# Written request A
Answer these questions from the Students of the Business text:
(i) How many pages of economic and investment data does the writer read each month?
(ii) How many weeks a year does the writer spend attending conferences?
(iii) In what city was the American Funds due diligence meeting held?
# Written request B
The Students of the Business text describes the American Funds due diligence meeting. List every kind of expert the advisors met with or heard from there.

# Text section
T his Week from Jesse Hurst
Jesse W. Hurst, II
CFP® CERTIFIED FINANCIAL PLANNER™
AIF ® ACCREDITED INVESTMENT FIDUCIARY

Students of the Business
 
 
At Impel Wealth Management, we take pride in being students of the business. This takes place in many forms for our team. For me, it means reading 500-600 pages of economic and investment data monthly, roughly half of which is highlighted and summarized for our monthly investment committee meetings. 
 
It also means completing required continuing education hours for my CFP ® , AIF ® , State of Ohio Insurance and regulatory Broker/Dealer registrations and certifications. Altogether, these total approximately 30 or more hours per year.
 
It also means attending and/or speaking at a number of conferences each year. I spend 4-5 weeks a year attending these types of conferences with a goal of trying to make certain that we have the latest, most current information to help guide our clients in their decision-making process. 
 
To that end, I was recently honored to be selected as one of 80 financial advisors invited to an American Funds due diligence meeting in Los Angeles. These were some of the top financial advisors from independent firms across the country. We spent two days meeting with portfolio managers and hearing their economists, market commentary strategists and portfolio construction experts. There was significant time for question and answer dialogue and interaction with these experts. Times like this are always valuable. It's great reading research reports and Morningstar analysis, however, you get additional information, insight, and nuance from being able to be face to face with these thought leaders.

Pointing dataset excerpts
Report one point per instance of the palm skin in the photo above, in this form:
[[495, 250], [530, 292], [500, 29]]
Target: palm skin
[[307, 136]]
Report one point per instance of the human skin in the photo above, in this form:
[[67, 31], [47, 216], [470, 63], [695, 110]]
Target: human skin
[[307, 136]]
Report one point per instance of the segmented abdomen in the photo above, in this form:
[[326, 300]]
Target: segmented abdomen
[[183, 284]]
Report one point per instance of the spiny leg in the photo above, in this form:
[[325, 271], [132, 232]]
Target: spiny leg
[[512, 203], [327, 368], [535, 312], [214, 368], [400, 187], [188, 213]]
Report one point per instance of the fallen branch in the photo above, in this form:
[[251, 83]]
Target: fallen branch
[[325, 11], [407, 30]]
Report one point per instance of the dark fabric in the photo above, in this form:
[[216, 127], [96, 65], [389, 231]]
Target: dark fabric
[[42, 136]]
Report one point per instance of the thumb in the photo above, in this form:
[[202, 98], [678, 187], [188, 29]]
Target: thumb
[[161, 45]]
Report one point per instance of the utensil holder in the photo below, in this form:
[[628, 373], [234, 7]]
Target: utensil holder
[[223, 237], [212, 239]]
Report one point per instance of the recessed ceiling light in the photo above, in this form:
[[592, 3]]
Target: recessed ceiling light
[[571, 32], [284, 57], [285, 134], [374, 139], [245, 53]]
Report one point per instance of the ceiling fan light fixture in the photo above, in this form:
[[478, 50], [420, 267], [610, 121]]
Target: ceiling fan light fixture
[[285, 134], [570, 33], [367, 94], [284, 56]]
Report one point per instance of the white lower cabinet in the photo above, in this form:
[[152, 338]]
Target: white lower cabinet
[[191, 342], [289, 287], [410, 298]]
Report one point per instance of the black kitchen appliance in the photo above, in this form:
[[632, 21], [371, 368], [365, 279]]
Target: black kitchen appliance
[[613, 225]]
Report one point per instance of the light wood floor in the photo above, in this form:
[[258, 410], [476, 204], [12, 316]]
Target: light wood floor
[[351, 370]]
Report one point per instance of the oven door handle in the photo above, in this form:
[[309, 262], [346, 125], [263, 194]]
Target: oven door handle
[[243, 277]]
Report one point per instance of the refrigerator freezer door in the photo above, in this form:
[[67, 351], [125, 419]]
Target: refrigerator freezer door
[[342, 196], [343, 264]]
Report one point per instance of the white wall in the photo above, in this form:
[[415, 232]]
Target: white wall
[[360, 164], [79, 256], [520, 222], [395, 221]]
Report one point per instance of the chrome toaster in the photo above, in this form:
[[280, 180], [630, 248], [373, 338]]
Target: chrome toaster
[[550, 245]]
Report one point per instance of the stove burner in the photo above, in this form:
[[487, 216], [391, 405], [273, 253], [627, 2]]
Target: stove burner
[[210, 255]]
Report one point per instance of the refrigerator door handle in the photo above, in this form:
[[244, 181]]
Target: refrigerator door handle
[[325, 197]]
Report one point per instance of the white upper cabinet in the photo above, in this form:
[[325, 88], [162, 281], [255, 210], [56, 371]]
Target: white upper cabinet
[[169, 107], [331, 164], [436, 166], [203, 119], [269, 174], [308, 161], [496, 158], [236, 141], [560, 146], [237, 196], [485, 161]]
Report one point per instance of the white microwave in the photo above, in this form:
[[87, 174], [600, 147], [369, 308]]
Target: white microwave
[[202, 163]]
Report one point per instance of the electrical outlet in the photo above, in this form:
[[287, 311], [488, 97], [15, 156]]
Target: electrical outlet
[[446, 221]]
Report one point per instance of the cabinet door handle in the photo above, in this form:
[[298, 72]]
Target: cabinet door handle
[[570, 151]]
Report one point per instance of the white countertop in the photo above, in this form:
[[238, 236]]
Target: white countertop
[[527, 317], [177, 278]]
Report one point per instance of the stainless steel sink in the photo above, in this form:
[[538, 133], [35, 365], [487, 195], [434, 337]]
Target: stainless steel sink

# Full answer A
(i) 500-600 pages
(ii) 4-5 weeks
(iii) Los Angeles

# Full answer B
- Portfolio managers
- Economists
- Market commentary strategists
- Portfolio construction experts